** BEGIN EXTRACTED ENTRIES **

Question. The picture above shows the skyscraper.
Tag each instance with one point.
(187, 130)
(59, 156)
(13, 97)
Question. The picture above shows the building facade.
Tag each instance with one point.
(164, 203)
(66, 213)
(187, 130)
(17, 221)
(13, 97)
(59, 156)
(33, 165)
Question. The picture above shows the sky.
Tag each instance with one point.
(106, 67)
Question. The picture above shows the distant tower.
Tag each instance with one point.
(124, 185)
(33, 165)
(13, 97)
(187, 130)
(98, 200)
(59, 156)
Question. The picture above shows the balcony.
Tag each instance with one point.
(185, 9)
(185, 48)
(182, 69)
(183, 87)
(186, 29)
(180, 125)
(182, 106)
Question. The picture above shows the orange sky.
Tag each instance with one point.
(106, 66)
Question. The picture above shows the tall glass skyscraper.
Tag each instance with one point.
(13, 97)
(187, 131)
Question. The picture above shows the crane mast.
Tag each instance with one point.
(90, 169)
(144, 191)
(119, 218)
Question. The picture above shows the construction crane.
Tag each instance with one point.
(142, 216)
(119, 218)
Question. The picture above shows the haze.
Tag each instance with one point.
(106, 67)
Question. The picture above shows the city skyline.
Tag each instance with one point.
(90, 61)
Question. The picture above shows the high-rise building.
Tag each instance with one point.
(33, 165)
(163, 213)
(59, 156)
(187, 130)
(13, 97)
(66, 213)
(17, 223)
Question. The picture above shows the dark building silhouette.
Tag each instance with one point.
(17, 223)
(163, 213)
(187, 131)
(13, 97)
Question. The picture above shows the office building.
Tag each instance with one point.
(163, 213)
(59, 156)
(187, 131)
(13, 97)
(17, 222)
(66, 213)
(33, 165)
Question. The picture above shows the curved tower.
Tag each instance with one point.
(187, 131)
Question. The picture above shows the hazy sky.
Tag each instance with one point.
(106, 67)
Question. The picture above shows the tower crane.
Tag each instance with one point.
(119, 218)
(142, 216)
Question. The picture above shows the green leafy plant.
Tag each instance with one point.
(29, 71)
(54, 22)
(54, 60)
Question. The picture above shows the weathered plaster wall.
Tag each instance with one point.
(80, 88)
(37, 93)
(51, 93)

** END EXTRACTED ENTRIES **

▸ REQUIREMENTS
Put every line of the entries above into a JSON list of strings, with one string per line and any blank lines left out.

▸ ANSWER TO THIS EXERCISE
[
  "Question. The picture above shows the skyscraper.",
  "Tag each instance with one point.",
  "(187, 130)",
  "(59, 156)",
  "(13, 97)",
  "Question. The picture above shows the building facade.",
  "Tag each instance with one point.",
  "(164, 203)",
  "(66, 213)",
  "(187, 130)",
  "(17, 221)",
  "(13, 97)",
  "(59, 156)",
  "(33, 165)",
  "Question. The picture above shows the sky.",
  "Tag each instance with one point.",
  "(106, 67)",
  "Question. The picture above shows the distant tower.",
  "Tag each instance with one point.",
  "(124, 185)",
  "(33, 165)",
  "(13, 97)",
  "(187, 130)",
  "(98, 200)",
  "(59, 156)",
  "Question. The picture above shows the balcony.",
  "Tag each instance with one point.",
  "(185, 9)",
  "(185, 48)",
  "(182, 69)",
  "(183, 87)",
  "(186, 29)",
  "(180, 125)",
  "(182, 106)",
  "Question. The picture above shows the orange sky.",
  "Tag each instance with one point.",
  "(106, 66)",
  "Question. The picture above shows the tall glass skyscraper.",
  "Tag each instance with one point.",
  "(13, 97)",
  "(187, 131)",
  "Question. The picture above shows the crane mast.",
  "Tag each instance with one point.",
  "(90, 169)",
  "(144, 191)",
  "(119, 218)",
  "Question. The picture above shows the construction crane.",
  "Tag each instance with one point.",
  "(142, 216)",
  "(119, 218)",
  "Question. The picture above shows the haze.",
  "Tag each instance with one point.",
  "(106, 67)",
  "Question. The picture above shows the city skyline.",
  "Tag each instance with one point.",
  "(90, 61)",
  "Question. The picture above shows the high-rise building.",
  "Tag each instance with one point.",
  "(33, 165)",
  "(163, 213)",
  "(59, 156)",
  "(187, 130)",
  "(13, 97)",
  "(66, 213)",
  "(17, 223)",
  "Question. The picture above shows the dark building silhouette.",
  "Tag each instance with one point.",
  "(17, 223)",
  "(163, 213)",
  "(187, 131)",
  "(13, 97)",
  "Question. The picture above shows the office building.",
  "Tag each instance with one point.",
  "(163, 213)",
  "(59, 156)",
  "(187, 131)",
  "(13, 97)",
  "(17, 222)",
  "(66, 213)",
  "(33, 165)",
  "Question. The picture above shows the curved tower.",
  "Tag each instance with one point.",
  "(187, 131)",
  "Question. The picture above shows the hazy sky.",
  "Tag each instance with one point.",
  "(106, 67)",
  "Question. The picture above shows the tower crane.",
  "Tag each instance with one point.",
  "(119, 218)",
  "(142, 216)",
  "Question. The picture above shows the green leafy plant.",
  "Tag each instance with one point.",
  "(29, 71)",
  "(54, 22)",
  "(54, 60)",
  "Question. The picture above shows the weathered plaster wall.",
  "Tag each instance with one point.",
  "(80, 88)",
  "(37, 93)",
  "(51, 93)"
]